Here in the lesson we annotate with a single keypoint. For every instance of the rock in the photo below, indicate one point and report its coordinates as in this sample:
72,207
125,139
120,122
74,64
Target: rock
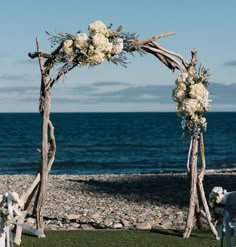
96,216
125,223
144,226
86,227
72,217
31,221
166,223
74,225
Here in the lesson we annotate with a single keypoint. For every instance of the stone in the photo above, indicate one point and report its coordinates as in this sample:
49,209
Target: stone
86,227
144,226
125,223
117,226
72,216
——
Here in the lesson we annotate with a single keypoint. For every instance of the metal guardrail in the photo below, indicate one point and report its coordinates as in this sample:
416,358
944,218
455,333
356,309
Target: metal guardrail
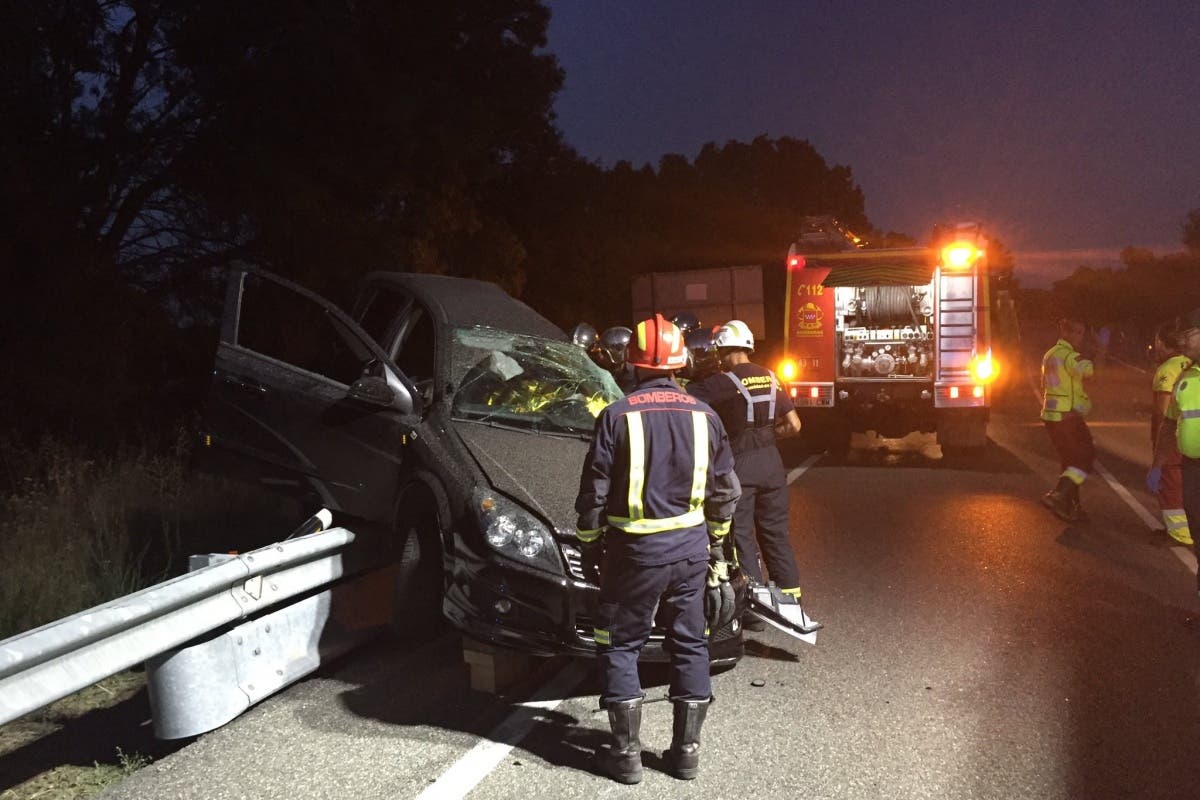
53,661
——
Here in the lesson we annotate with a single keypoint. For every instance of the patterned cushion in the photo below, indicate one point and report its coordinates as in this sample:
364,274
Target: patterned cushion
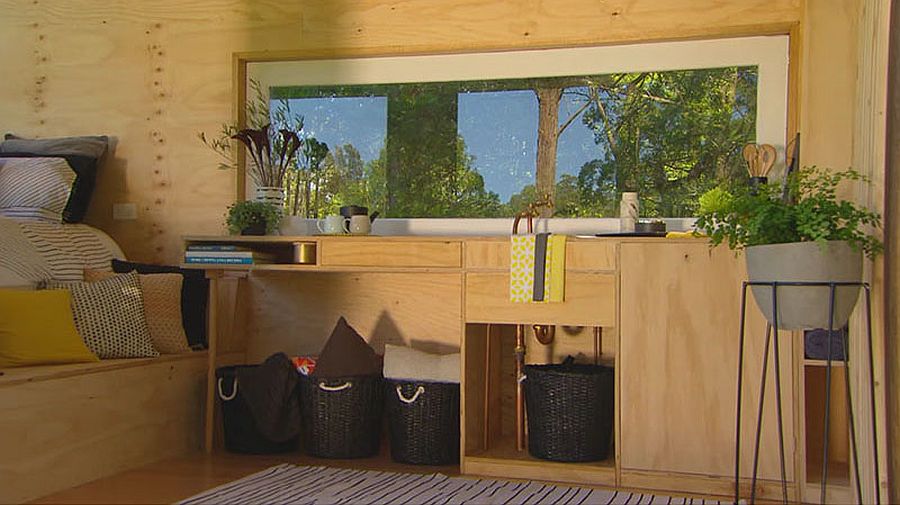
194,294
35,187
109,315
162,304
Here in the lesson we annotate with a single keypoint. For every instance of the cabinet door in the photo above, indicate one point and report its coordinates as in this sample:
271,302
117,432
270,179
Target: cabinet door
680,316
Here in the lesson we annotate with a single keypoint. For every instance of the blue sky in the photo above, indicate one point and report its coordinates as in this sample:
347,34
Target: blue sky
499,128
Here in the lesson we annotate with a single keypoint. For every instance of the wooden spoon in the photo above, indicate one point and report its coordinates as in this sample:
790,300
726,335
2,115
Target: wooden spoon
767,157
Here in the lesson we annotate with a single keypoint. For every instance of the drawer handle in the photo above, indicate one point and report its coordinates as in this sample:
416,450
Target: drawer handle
——
- [Exercise] Go over the data above and copy every line that has the word "drawer" in it.

- [The completed task]
Here in the lesson we annotate with a single keypoint. For every instance of the drawer handle in the photo above, indicate one point and report its coordinates as in this sample:
Target: drawer handle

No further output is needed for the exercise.